— Task goal —
In the desformylflustrabromine article below, condense the paragraph that begins "dFBr has been identified" into a short bulleted list that keeps its main facts.

— Text segment —
Chemical and physical data
- Formula: C_{16}H_{21}BrN_{2}
- Molar mass: 321.262 g·mol^{−1}
- 3D model (JSmol): Interactive image;
- SMILES C=CC(C)(C)c2[nH]c1cc(Br)ccc1c2CCNC;
- InChI InChI=1S/C16H21BrN2/c1-5-16(2,3)15-13(8-9-18-4)12-7-6-11(17)10-14(12)19-15/h5-7,10,18-19H,1,8-9H2,2-4H3; Key:GQHSCJUTJKLZPX-UHFFFAOYSA-N;

= Desformylflustrabromine =

Chemical compound

Desformylflustrabromine (dFBr) is an N-Methyltryptamine derivative indole alkaloid which was first isolated from the marine bryozoan Flustra foliacea.

== Bioactivity ==
dFBr has been identified as a novel positive allosteric modulator of neuronal nicotinic acetylcholine receptor with sub-type specificity for heteromeric receptor with no effect on homomeric sub-type. A recent study has been published which describes the synthesis of water-soluble salts of dFBr and its action has been confirmed as selective potentiator of α4β2 nicotinic acetylcholine receptor responses by using two-electrode voltage clamp whole cell recordings. In the year 2002 it was reported that dFBr was cytotoxic on human colon cancer cell line HCT 116.

— Referring expression pointing data —
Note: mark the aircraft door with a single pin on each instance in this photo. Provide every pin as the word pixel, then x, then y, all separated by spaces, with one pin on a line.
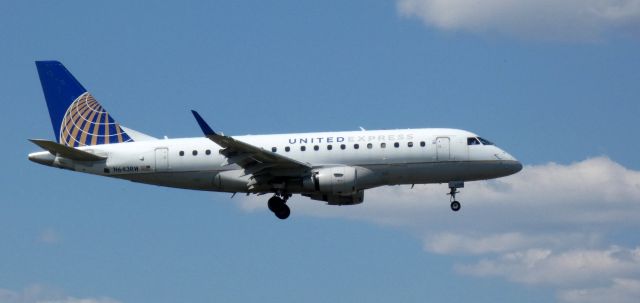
pixel 443 148
pixel 162 159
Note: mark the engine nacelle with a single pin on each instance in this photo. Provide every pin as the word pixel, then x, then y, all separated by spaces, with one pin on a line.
pixel 338 180
pixel 351 199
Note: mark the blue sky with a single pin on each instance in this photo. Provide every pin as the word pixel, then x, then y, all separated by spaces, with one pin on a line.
pixel 553 85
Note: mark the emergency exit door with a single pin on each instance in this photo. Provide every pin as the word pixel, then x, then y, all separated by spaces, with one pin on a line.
pixel 443 148
pixel 162 159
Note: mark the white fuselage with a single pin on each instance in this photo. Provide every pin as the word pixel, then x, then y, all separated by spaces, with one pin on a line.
pixel 381 157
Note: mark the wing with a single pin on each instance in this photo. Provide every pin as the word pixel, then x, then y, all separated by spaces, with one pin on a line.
pixel 254 160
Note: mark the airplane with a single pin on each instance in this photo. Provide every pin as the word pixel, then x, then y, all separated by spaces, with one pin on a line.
pixel 333 167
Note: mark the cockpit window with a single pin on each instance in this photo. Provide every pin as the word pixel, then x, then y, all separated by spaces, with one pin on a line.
pixel 472 141
pixel 485 141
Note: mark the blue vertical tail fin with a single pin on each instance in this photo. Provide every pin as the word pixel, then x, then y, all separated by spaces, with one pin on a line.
pixel 77 118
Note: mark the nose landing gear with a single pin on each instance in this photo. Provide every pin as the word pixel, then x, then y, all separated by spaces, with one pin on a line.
pixel 278 205
pixel 453 187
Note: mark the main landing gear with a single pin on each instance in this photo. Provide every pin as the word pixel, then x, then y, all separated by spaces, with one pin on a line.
pixel 278 205
pixel 453 187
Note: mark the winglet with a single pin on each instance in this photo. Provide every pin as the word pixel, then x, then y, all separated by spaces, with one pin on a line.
pixel 206 129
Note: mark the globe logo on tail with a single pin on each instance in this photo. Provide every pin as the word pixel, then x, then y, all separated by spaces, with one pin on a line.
pixel 86 122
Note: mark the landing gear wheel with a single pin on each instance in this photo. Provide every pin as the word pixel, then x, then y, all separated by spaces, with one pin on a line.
pixel 455 206
pixel 278 206
pixel 273 203
pixel 283 212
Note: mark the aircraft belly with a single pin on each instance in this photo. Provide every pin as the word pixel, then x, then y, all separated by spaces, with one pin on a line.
pixel 435 172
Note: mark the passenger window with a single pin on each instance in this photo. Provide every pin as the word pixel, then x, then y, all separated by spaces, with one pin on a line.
pixel 472 141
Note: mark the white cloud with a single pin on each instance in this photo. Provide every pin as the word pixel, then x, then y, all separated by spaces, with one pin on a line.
pixel 42 294
pixel 553 225
pixel 569 268
pixel 540 19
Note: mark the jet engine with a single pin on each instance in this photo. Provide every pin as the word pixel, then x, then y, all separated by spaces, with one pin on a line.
pixel 338 180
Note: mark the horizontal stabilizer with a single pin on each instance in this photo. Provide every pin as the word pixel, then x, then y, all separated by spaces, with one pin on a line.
pixel 66 151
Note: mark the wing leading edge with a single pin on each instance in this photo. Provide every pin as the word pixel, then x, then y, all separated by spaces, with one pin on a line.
pixel 254 160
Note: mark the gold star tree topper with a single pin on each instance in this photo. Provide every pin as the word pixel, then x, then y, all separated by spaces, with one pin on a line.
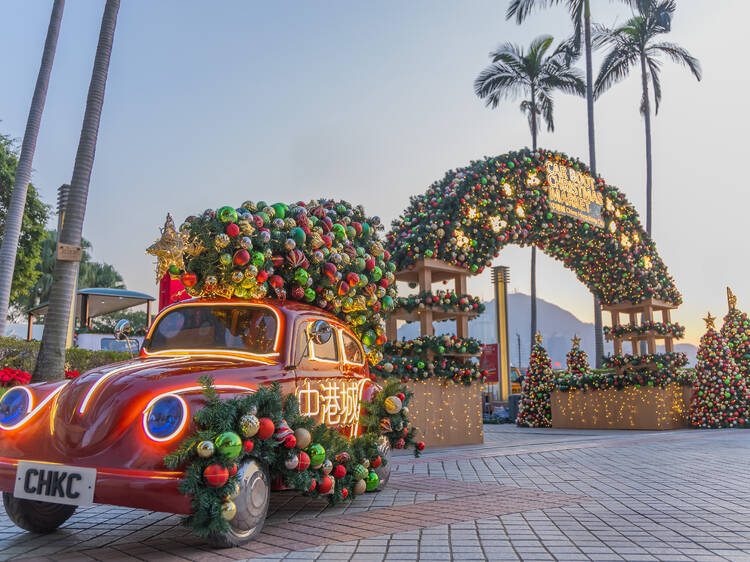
pixel 709 320
pixel 168 249
pixel 731 299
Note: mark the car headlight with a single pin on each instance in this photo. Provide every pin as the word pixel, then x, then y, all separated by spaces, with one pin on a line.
pixel 164 417
pixel 14 405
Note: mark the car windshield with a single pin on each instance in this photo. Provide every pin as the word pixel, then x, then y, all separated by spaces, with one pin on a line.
pixel 243 328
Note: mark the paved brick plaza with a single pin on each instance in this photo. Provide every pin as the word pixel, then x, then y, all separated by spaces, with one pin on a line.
pixel 524 494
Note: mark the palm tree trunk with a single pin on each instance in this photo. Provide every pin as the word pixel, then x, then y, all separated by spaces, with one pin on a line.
pixel 598 335
pixel 533 248
pixel 51 360
pixel 14 216
pixel 647 118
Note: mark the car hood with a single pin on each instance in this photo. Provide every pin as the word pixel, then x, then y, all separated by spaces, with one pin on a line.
pixel 95 408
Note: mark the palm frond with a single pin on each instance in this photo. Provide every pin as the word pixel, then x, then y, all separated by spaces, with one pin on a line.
pixel 615 67
pixel 498 82
pixel 679 55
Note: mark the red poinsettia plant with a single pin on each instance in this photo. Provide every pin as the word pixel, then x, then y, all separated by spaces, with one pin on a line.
pixel 13 377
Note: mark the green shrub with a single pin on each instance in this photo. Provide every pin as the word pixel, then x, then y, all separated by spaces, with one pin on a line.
pixel 21 354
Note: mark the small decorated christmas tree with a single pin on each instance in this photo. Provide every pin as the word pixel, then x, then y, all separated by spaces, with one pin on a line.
pixel 720 393
pixel 578 361
pixel 736 332
pixel 534 408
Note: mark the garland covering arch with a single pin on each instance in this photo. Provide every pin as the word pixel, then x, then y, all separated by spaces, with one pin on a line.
pixel 541 198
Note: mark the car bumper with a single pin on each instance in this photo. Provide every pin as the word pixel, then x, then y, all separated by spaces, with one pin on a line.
pixel 140 489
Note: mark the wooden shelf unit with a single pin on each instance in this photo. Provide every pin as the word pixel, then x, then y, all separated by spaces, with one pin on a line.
pixel 426 272
pixel 646 310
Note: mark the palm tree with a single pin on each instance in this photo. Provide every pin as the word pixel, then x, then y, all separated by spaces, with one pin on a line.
pixel 51 359
pixel 636 42
pixel 535 75
pixel 14 217
pixel 580 14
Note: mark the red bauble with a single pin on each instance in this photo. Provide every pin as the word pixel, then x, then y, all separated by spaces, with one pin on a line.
pixel 266 429
pixel 241 257
pixel 325 485
pixel 189 279
pixel 303 461
pixel 216 475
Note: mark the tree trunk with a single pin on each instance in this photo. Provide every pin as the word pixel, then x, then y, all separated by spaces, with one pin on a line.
pixel 598 335
pixel 533 248
pixel 51 360
pixel 647 118
pixel 14 216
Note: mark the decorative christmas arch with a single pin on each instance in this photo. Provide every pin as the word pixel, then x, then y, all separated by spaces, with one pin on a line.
pixel 543 198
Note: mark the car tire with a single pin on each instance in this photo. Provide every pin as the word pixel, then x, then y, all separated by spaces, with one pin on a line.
pixel 34 516
pixel 252 507
pixel 384 470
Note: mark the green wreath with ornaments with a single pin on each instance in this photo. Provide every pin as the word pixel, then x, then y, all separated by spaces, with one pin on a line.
pixel 474 212
pixel 315 460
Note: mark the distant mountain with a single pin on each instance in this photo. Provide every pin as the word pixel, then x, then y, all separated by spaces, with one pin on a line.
pixel 557 325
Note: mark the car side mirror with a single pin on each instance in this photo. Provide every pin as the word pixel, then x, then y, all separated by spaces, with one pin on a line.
pixel 320 332
pixel 122 332
pixel 123 329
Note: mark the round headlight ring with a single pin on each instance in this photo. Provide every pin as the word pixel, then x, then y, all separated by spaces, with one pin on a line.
pixel 15 405
pixel 165 417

— Exercise response —
- dFBr is a novel positive allosteric modulator of neuronal nicotinic acetylcholine receptors. It acts on heteromeric receptor sub-types and has no effect on homomeric ones.
- A recent study describes the synthesis of water-soluble dFBr salts. Using two-electrode voltage clamp whole cell recordings, it confirmed dFBr as a selective potentiator of α4β2 nicotinic acetylcholine receptor responses.
- In 2002, dFBr was reported to be cytotoxic on the human colon cancer cell line HCT 116.